WHAT YOU ARE ASKED TO DO » Rewrite the entries starting with the line containing "object_query: man's fingers" and going on through the line containing "[667,135,683,155]", replacing "fingers" with "hands" and leaving everything else unchanged. Omit the pictures from your answer.

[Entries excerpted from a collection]
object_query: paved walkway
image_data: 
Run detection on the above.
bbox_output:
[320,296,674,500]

* * *

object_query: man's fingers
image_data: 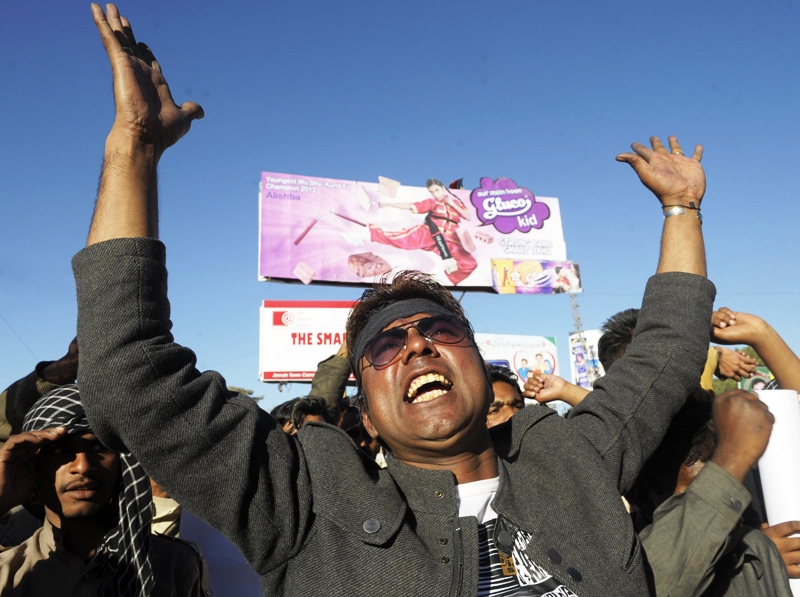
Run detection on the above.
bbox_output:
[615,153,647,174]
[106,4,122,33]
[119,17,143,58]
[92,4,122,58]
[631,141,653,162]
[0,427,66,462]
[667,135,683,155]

SOLUTION BELOW »
object_query: man's hands
image_data: 
Run detection on the above.
bbox_output:
[615,153,647,174]
[106,4,122,33]
[119,17,143,58]
[92,4,122,58]
[631,141,653,162]
[0,427,66,462]
[667,135,683,155]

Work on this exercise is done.